**Tasks for this exercise**:
[1] Can you transcribe the passage on Mary Bailey from "RETIREMENT AND LATER" up to and including "second world war."?
[2] Answer these questions from the passage on Mary Bailey:
(a) At whose invitation did Bailey carry out an aerial survey at Kharga Oasis?
(b) How long was Bailey missing after landing near the southern edge of the Sahara?
(c) In what year was Bailey diagnosed with lung cancer?

**Given text**:
◇ ◇ ◇

She continued to participate in aviation events regularly. In July 1930 she took part in the International Tour of Europe, a gruelling 4,700-mile course. The following February, at the invitation of pioneering archaeologist Gertrude Caton Thompson, Bailey spent two weeks conducting an aerial survey of the remains at Kharga Oasis in the Egyptian Western Desert from her de Havilland DH.80A Puss Moth. From her aerial vantage point, Bailey was also able to identify new sites for excavation and is likely the first woman to have taken such aerial photographs.
In January 1933, against the advice of aviation experts and just two days after the death of her friend and fellow aviator Winifred Spooner in Kenya, Bailey set out from Croydon to make her second flight to the Cape and back, this time focused on speed and intent on blind flying during hours of darkness to hasten her journey. The extra fuel tank in her new Puss Moth would allow her to fly for up to twenty hours without stopping, and to save weight she carried no radio or navigation lights. The first leg of her journey was incident-free and having refuelled in Oran in north-west Algeria, she continued to fly for 1,500 miles until her tank was nearly empty. She was then forced to land near the southern edge of the Sahara desert, and was missing for four days until she was discovered by a French reconnaissance plane. Shaken, she decided not to continue and returned to London. The return flight was blighted with poor conditions, and by the time she got home she was seriously ill with typhoid fever. She undertook no further long-distance solo flights and also pulled back on competitive flying, effectively retiring.
RETIREMENT AND LATER LIFE
At the outbreak of the second world war, Bailey was living at Bletchington Park, a large country house in Oxfordshire, with two of her five children. She joined the war effort, flying in the Air Transport Auxiliary, a civilian organisation established to deliver new or repaired aircraft to Royal Air Force (RAF) squadrons. She was forced to give up her role, however, under accusations that her wealth and influence had allowed her to flout the rule that serving women must be under forty-five (she was fifty). Instead she joined the Women’s Auxiliary Air Force as a non-flyer and remained with them for the duration of the war. Both of her sons followed in her footsteps, with James (Jim, 1919–2000) and Derrick (1918–2009) each earning the Distinguished Flying Cross for bravery during the second world war.
Abe Bailey had both legs amputated (1937–8) due to a vascular disease and died in South Africa in August 1940. At the end of the war Mary Bailey joined her son Jim in Cape Town, ostensibly to help him sort out Abe’s affairs. She decided to stay, settling in Kenilworth near Cape Town in the 1940s.
Long a disinterested mother, Bailey spent more time with her children in later life and was very supportive of her son Jim when he established the African Drum in 1951, an English-language magazine for black South Africans. After an unpromising start, he hired a staff directly from the townships, and under the title Drum it became an important publication which celebrated black culture during the early years of the apartheid system, as well as including investigative journalism highlighting the mistreatment of black convicts and farm labourers.
A life-long heavy smoker, Bailey was diagnosed with lung cancer in 1958 and died from the disease on 29 August 1960. She was buried next to her husband on a cliff-top above his former Rust-en-Vrede estate in Stellenbosch, and a memorial service was held for her in London at St Clement Danes church on the Strand.

◇ ◇ ◇

Dataset excerpts
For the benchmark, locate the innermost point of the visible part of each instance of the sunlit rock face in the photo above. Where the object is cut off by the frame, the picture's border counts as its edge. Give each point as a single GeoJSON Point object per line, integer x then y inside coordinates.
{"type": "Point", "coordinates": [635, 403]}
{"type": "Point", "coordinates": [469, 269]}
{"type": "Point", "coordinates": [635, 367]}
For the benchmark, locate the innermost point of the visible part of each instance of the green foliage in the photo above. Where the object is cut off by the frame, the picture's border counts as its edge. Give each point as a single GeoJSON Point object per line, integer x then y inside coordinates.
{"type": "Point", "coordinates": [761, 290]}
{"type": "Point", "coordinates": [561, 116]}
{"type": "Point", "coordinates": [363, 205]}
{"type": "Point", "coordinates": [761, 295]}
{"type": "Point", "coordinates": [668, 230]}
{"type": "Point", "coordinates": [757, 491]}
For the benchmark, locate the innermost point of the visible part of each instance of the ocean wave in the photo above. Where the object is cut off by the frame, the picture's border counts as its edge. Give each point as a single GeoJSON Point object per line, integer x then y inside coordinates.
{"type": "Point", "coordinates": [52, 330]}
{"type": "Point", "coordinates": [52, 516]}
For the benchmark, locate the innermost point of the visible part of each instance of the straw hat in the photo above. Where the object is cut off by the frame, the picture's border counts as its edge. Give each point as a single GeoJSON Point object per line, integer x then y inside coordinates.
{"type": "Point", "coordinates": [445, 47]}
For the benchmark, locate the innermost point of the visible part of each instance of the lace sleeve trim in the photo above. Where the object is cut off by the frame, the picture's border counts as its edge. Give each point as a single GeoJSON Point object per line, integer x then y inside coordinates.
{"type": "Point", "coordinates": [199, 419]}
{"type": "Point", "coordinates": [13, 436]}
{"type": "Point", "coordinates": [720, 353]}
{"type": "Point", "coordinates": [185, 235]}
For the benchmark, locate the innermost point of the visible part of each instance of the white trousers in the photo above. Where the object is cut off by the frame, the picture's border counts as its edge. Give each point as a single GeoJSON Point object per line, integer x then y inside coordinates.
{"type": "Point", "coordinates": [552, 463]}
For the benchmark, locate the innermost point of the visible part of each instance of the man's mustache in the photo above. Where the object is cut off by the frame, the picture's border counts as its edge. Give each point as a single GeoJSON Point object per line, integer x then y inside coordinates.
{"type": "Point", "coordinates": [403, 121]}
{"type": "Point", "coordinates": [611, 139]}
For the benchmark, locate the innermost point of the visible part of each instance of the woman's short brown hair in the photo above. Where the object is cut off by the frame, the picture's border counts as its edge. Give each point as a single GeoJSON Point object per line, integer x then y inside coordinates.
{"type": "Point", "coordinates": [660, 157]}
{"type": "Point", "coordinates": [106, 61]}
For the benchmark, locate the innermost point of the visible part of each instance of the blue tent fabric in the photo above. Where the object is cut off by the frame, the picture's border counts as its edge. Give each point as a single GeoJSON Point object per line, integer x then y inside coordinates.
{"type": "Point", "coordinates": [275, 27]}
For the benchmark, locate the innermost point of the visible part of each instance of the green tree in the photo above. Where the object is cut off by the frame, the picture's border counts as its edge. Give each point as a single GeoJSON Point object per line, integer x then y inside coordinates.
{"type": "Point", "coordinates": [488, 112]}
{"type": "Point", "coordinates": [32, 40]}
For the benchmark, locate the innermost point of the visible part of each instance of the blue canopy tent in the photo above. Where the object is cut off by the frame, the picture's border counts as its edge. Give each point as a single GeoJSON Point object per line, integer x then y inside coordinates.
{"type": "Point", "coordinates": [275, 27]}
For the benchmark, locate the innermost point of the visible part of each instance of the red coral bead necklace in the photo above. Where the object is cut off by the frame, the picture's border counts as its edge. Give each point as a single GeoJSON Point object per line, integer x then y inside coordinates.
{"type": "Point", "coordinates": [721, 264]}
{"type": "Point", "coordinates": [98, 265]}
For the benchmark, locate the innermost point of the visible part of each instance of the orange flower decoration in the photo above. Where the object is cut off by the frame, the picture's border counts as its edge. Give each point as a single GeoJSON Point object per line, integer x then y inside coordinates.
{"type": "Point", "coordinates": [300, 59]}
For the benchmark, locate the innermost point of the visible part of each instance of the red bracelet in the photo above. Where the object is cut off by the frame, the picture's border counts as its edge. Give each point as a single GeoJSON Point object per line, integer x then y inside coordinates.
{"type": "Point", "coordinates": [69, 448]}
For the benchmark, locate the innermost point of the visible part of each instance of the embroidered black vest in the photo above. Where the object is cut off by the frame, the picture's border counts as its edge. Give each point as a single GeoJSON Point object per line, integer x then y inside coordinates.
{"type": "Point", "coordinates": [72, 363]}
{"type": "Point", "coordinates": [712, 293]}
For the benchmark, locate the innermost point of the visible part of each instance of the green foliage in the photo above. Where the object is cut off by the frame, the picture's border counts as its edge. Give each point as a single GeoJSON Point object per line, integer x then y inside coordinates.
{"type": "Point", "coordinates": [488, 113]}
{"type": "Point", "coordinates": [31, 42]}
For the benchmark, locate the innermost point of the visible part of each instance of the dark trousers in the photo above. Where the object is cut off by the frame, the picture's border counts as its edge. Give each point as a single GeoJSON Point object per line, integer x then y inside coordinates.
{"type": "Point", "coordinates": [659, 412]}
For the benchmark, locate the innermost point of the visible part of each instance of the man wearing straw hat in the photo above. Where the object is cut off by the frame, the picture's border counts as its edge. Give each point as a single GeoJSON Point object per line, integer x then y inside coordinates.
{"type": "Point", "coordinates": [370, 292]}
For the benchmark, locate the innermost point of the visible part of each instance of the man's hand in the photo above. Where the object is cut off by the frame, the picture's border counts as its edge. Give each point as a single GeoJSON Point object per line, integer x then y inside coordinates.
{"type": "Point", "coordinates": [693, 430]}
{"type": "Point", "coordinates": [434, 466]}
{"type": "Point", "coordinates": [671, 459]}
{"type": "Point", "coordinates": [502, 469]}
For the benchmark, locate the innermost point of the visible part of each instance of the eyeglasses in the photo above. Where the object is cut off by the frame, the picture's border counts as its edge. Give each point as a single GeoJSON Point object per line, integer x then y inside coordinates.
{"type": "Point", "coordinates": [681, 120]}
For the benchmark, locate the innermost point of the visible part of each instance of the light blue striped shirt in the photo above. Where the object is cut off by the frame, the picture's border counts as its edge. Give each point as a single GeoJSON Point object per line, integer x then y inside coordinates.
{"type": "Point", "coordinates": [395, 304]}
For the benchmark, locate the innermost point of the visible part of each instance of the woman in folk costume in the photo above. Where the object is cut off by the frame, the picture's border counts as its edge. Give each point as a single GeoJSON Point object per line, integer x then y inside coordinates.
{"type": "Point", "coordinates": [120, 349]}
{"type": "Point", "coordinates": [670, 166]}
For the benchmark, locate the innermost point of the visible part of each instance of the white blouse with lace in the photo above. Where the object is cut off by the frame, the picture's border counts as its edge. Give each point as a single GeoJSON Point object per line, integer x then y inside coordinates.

◇ ◇ ◇

**Answers in order**:
[1]
RETIREMENT AND LATER LIFE
At the outbreak of the second world war, Bailey was living at Bletchington Park, a large country house in Oxfordshire, with two of her five children. She joined the war effort, flying in the Air Transport Auxiliary, a civilian organisation established to deliver new or repaired aircraft to Royal Air Force (RAF) squadrons. She was forced to give up her role, however, under accusations that her wealth and influence had allowed her to flout the rule that serving women must be under forty-five (she was fifty). Instead she joined the Women’s Auxiliary Air Force as a non-flyer and remained with them for the duration of the war. Both of her sons followed in her footsteps, with James (Jim, 1919–2000) and Derrick (1918–2009) each earning the Distinguished Flying Cross for bravery during the second world war.

[2]
(a) Gertrude Caton Thompson
(b) Four days
(c) 1958